→ **Task to complete**
Your response should consist of the full data, set down exactly.

→ **Material to process**
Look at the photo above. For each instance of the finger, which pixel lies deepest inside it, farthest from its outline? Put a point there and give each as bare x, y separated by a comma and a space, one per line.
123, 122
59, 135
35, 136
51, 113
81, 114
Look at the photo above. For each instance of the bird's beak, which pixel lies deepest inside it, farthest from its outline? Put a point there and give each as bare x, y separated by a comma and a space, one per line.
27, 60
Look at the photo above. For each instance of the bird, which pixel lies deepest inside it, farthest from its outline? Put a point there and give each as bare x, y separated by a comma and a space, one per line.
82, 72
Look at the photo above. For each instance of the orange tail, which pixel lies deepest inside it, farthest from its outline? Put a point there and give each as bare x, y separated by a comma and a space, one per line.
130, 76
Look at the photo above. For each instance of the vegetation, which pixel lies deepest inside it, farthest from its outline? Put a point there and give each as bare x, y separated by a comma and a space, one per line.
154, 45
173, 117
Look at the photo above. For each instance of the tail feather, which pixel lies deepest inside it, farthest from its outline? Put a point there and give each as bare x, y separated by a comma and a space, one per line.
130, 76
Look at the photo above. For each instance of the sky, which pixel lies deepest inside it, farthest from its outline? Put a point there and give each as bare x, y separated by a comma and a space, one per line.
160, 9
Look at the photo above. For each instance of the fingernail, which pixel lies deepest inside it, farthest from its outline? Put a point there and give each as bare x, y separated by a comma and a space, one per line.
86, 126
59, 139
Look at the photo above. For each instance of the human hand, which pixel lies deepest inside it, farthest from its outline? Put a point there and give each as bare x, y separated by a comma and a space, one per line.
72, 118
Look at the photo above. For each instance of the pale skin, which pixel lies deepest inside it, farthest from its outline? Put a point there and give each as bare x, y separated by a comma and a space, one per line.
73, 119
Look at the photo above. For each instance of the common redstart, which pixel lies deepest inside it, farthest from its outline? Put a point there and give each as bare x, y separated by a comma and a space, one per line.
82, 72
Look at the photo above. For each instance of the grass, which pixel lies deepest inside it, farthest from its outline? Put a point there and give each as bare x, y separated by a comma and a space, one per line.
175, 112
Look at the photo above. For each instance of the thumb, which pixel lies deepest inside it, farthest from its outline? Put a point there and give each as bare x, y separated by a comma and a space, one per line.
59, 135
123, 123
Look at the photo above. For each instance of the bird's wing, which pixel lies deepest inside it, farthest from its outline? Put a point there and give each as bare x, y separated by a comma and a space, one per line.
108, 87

→ **Exercise result**
Look at the photo above. For each instance of the finger, which pixel lies deepest inside it, farthest from its outline? Put a point there and give each as bare x, y separated by a comma and a space, one per line.
123, 122
59, 135
35, 136
51, 113
81, 114
Look at the photo above. For each instance of the bird's beak, which pixel lies deepest inside it, farthest from its outline? Put a point there and give each as bare x, y separated by a comma and a space, one per line.
27, 60
Look at the photo above. For each instance of the bird, which pixel lies deepest inside it, farthest from its outline? Put a point there and give each as bare x, y separated by a comma and a space, one per line.
82, 72
Look at the photo above. For each instance of the orange tail, which pixel lies deepest inside it, farthest from its outline? Put a point there and give each as bare x, y separated by a comma and a space, one per line.
130, 76
Look at the photo above. For each instance of the vegetation, which pixel lies deepest inside it, farthest from its outline? Put a point there and give each as bare x, y separated by a comma and a space, one per line.
154, 45
173, 117
Look at the photo above. For each instance of the tail feather, which pixel lies deepest inside it, farthest from its outline? Put a point there and give each as bare x, y separated by a comma and a space, one per line.
130, 76
Look at the photo above. For each instance of the sky, which pixel lies deepest inside it, farthest from its outline? Put a point there and give each as bare x, y separated by a comma and a space, one per line.
160, 9
Look at the photo above. For each instance of the fingernail, which pixel lies deepest inside it, farthest from its outline? Put a point there and give each as bare x, y separated by a comma and a space, one per line.
86, 126
59, 139
Look at the photo above. For each instance of the human hand, which pixel lies deepest inside it, farthest from its outline? Put a point there and give each as bare x, y separated by a comma and a space, one per line.
72, 118
Look at the photo above. For each instance of the pale skin, which pixel lies deepest inside it, farthest from its outline? Put a point there and give each as bare x, y separated by a comma and a space, one per line.
73, 119
Look at the photo above. For each instance of the common redstart, which pixel lies deepest inside it, farthest from its outline? Put a point there and give each as bare x, y separated by a comma and a space, one per line.
82, 72
Look at the photo above. For each instance of the grass, which pixel lies deepest inside it, farthest from its outline? Put a point there and give each as bare x, y separated by a comma and a space, one per line.
175, 112
Look at the photo above. For each instance of the thumb, which pixel lies deepest inside it, farthest from its outline? Put a point there and give each as bare x, y separated by a comma and a space, one per line.
59, 135
123, 123
Look at the photo above. For each instance of the bird's wing, which pixel lies deepest inside it, farthest from its outline? Put a point there and give each as bare x, y separated by a comma and a space, one per line.
108, 87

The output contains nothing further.